Chapter 3: The Sentimental Gentleman

Berendt explores the city and learns more about its history: Once the world's leading cotton port, Savannah is now a genteel, but isolated, city of 150,000 people.

Berendt sets up his part-time home in Savannah on the second floor of a carriage house. Down the street, people come and go incessantly from a yellow stucco house; music emanates from the yellow house at all hours. One evening a voluptuous blonde woman comes to Berendt's door asking for ice. She introduces herself as Mandy — she lives in the yellow house with her fiancé, Joe Odom. Odom is a thrice-married former lawyer who spends his days and nights drinking, carousing, and playing Johnny Mercer tunes on the piano. Odom welcomes Berendt to Savannah, offers him a drink, and bums twenty dollars off him before the night is through.


Need to Know: Joe Odom, "the sentimental gentleman from Georgia," is a true Savannah character: A hard-drinking, chivalrous man with a great love for music and a talent for mischief.


Chapter 4: Settling In

Berendt becomes acquainted with several more of Savannah's quirky inhabitants. He buys furniture from a junkshop salesman who wears makeup on only half his face and keeps the made-up side turned away from the store owner at all times. Berendt observes a black man and a white woman jogging separately at the park every day at the same time — he infers a romance, but learns from Odom that interracial relationships are still taboo in Savannah. Berendt also notices a well-dressed black man who walks what seems to be an invisible dog each day; he learns that the man collects $10 every month from the estate of the dog's now-dead owner. The estate's executor is in on the joke.

Berendt also learns more about Joe Odom. Odom was once wealthy, but he defaulted on a construction loan he took out to convert a hotel into apartments. Odom now rents the house he used to own and makes money by hosting lunches for Savannah tour groups.


Need to Know: The small city of Savannah, isolated from the rest of the country and comfortable in its old, courtly ways, is an environment friendly to oddballs and peculiarities.


Chapter 5: The Inventor

Berendt takes to dining at Clary's, a local restaurant. At Clary's he meets Savannahians and picks up local gossip. He meets Luther Driggers, Savannah's resident inventor; rumor has it that Driggers plans to poison Savannah's water supply. Some years earlier, Driggers invented the technology for the flea collar, but another man stole his idea and patented it. Driggers is known as an oddball — he "walks" flies by attaching them to strings and tying the strings to his lapels. He also tries to come up with new inventions, including fluorescent goldfish for cocktail-lounge aquariums.

■ **TASKS TO CARRY OUT**
[1] Do these statements agree with the chapter summaries? Answer yes or no for each, quoting the deciding words. (a) Mandy comes to Berendt's door asking for ice. (b) Odom still owns the house he lives in. (c) Driggers patented the flea collar.
[2] Could you rename "wind turbine" as "windmill" in the entries, starting with the line containing "Every instance of the orange" and going on through the end of the entries, and write those lines out again with nothing else changed and the pictures left out?
The entries that follow have no connection to the chapter summaries above.

■ **INPUT ROWS**
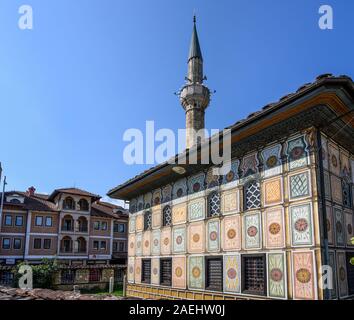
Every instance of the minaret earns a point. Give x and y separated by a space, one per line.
194 96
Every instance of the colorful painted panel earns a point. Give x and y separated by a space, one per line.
304 277
342 274
139 222
297 153
155 271
272 161
138 270
196 236
196 183
332 264
349 227
339 226
213 235
330 225
232 233
146 243
131 248
230 202
156 235
139 244
336 187
232 273
131 270
276 275
179 240
166 241
132 224
156 217
232 175
333 159
249 165
273 191
274 228
179 214
299 185
196 209
179 272
252 231
301 225
196 272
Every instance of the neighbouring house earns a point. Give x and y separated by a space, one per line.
264 229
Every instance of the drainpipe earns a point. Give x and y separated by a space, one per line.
324 209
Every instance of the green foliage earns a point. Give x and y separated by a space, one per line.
43 273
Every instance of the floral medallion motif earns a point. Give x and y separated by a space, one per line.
231 273
274 228
303 275
196 272
231 233
252 231
276 275
301 225
213 236
196 237
178 272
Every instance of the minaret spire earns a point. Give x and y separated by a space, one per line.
195 96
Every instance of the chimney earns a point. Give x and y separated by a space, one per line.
30 192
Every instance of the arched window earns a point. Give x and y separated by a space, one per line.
167 216
252 195
214 204
69 203
83 205
147 220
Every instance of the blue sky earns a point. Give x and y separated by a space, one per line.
90 69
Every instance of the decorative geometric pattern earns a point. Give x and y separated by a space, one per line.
179 240
271 161
196 209
214 204
156 235
138 244
167 216
132 224
196 272
252 231
232 273
336 186
339 227
273 193
230 202
301 225
131 245
253 195
179 213
249 165
303 273
297 153
165 241
180 188
274 228
196 236
233 174
196 183
299 185
276 275
231 226
179 272
213 235
342 274
146 243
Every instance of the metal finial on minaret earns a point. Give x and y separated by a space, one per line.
195 96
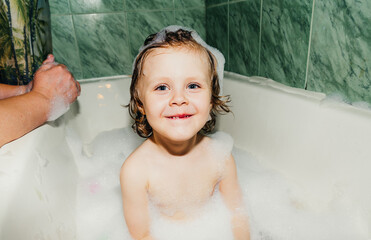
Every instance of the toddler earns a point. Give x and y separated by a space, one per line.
174 101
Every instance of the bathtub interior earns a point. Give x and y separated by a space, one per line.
320 145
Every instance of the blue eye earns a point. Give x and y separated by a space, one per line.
193 86
162 88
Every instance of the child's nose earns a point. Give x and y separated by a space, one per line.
179 98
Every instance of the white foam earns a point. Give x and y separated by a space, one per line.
277 208
58 107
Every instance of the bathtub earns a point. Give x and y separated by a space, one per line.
321 145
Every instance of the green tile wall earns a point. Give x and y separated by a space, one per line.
98 38
318 45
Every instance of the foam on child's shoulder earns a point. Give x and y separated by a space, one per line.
222 143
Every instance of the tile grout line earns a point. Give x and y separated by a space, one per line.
128 42
260 34
309 46
228 36
76 43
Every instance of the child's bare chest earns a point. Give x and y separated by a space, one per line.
178 190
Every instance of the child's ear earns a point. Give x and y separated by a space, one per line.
141 110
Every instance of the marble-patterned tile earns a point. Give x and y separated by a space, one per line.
103 45
96 6
149 4
142 24
214 2
64 44
194 19
217 30
340 59
244 27
284 40
180 4
59 7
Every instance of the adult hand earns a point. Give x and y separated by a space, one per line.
53 90
53 80
55 83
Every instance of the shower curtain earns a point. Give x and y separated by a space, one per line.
25 39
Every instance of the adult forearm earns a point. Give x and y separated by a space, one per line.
7 91
20 115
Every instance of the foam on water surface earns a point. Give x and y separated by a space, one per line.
277 208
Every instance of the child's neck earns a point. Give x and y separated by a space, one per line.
176 148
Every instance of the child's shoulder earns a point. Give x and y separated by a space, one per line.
138 159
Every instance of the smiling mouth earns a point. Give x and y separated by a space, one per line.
180 116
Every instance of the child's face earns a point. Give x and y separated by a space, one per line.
175 90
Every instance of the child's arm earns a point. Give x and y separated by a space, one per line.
133 179
232 196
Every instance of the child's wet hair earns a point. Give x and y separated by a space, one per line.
173 39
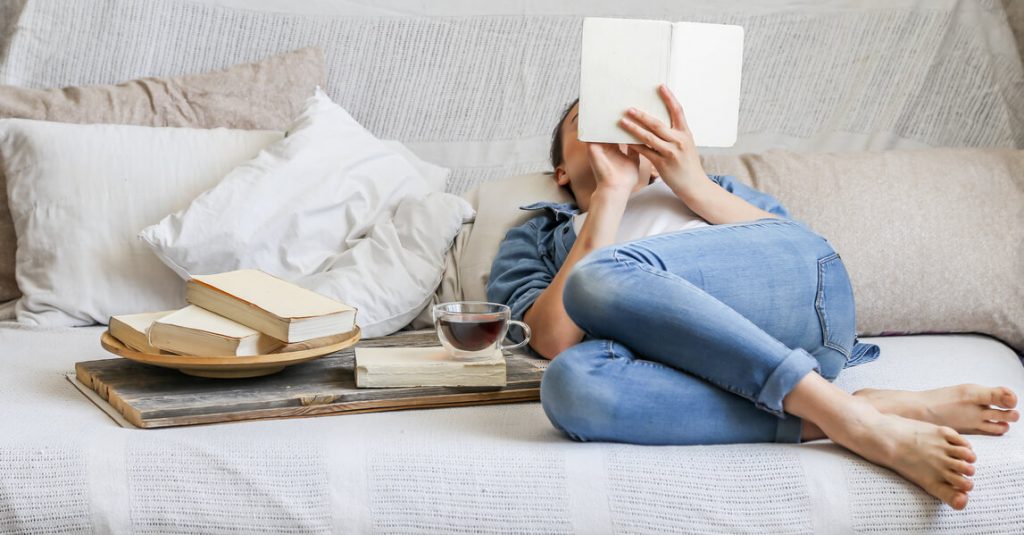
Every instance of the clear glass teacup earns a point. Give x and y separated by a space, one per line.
474 330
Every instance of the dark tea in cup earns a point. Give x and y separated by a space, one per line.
474 329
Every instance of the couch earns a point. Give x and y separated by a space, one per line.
475 88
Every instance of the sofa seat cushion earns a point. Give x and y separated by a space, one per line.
481 468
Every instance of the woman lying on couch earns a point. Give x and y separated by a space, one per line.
682 310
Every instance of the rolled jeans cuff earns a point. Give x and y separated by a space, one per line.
782 379
788 429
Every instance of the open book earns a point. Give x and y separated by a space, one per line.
625 59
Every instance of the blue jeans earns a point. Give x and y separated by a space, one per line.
696 336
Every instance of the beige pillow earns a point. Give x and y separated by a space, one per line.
933 239
498 210
264 95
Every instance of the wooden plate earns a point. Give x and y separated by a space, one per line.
230 367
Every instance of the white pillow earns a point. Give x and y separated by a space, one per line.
329 207
291 209
79 194
390 276
435 175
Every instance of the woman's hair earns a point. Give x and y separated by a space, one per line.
556 137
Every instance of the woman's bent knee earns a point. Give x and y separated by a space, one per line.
589 291
572 397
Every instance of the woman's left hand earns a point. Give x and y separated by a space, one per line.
671 150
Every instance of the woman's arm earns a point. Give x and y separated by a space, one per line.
553 331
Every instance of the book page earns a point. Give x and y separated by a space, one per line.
272 294
623 63
706 66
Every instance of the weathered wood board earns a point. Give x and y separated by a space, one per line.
153 397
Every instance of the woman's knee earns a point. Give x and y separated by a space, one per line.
589 290
572 396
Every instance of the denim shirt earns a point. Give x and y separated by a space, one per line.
531 253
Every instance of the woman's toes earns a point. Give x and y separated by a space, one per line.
993 427
958 482
1005 398
999 415
948 494
961 466
952 437
960 452
958 500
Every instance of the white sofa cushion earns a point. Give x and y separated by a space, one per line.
80 193
462 467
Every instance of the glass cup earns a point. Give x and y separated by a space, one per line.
474 330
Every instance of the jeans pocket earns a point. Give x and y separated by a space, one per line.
835 305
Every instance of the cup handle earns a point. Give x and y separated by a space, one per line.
525 339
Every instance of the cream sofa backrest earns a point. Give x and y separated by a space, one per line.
480 92
933 239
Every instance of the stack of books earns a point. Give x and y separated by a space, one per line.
241 313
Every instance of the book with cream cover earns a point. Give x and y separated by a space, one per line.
130 329
194 330
270 305
625 59
379 367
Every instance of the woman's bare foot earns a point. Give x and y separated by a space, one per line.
967 408
936 458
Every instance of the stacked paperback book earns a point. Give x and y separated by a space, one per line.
242 313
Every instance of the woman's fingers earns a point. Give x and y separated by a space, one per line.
675 109
648 154
643 132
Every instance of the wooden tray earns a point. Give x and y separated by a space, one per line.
232 367
153 397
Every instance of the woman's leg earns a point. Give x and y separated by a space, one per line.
750 307
601 391
719 301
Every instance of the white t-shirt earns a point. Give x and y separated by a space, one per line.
651 210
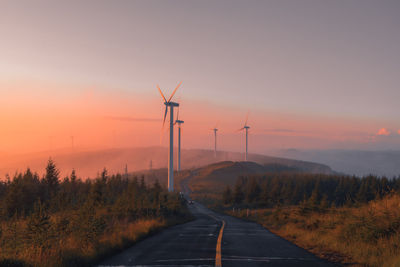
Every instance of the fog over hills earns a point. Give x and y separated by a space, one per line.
358 162
90 163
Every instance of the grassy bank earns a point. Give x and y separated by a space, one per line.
48 222
76 249
367 235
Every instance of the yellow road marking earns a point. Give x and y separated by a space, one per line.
218 261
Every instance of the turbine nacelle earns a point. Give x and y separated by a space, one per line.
171 104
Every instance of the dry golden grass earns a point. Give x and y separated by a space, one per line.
70 252
368 235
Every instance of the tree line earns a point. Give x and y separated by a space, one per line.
274 189
53 220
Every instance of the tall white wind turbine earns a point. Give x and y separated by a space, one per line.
246 127
215 140
171 105
179 122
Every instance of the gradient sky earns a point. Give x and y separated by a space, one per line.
313 74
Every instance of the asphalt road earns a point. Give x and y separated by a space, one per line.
214 240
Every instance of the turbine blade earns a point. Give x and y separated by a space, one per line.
174 91
158 87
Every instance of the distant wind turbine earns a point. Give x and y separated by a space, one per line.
171 106
246 127
179 122
215 140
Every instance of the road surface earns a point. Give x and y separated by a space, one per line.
213 239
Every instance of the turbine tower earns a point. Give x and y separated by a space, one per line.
246 127
179 122
171 105
215 140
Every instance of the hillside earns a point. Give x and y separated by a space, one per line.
357 162
90 163
213 179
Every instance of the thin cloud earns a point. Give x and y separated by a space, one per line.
384 132
127 118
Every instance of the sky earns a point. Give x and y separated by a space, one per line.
311 74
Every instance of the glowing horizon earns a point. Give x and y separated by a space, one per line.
95 77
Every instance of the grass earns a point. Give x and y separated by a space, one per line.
71 249
367 235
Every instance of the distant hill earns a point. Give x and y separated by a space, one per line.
90 163
213 178
358 162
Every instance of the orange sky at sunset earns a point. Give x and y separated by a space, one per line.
38 118
312 75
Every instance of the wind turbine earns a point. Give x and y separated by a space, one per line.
179 122
171 105
215 140
246 127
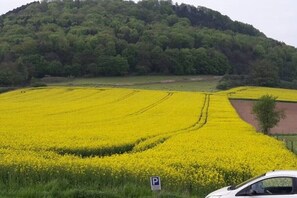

■ **ANSWER SET**
[1]
(a) Yes: "One evening a voluptuous blonde woman comes to Berendt's door asking for ice."
(b) No: "Odom now rents the house he used to own"
(c) No: "another man stole his idea and patented it"

[2]
Every instance of the orange sky at sunset earns a point. Give x and y separated by a space, one per line.
38 118
312 75
Every instance of the windmill earns a point. Give x and y separated by a space, one per line.
179 122
171 105
215 140
246 127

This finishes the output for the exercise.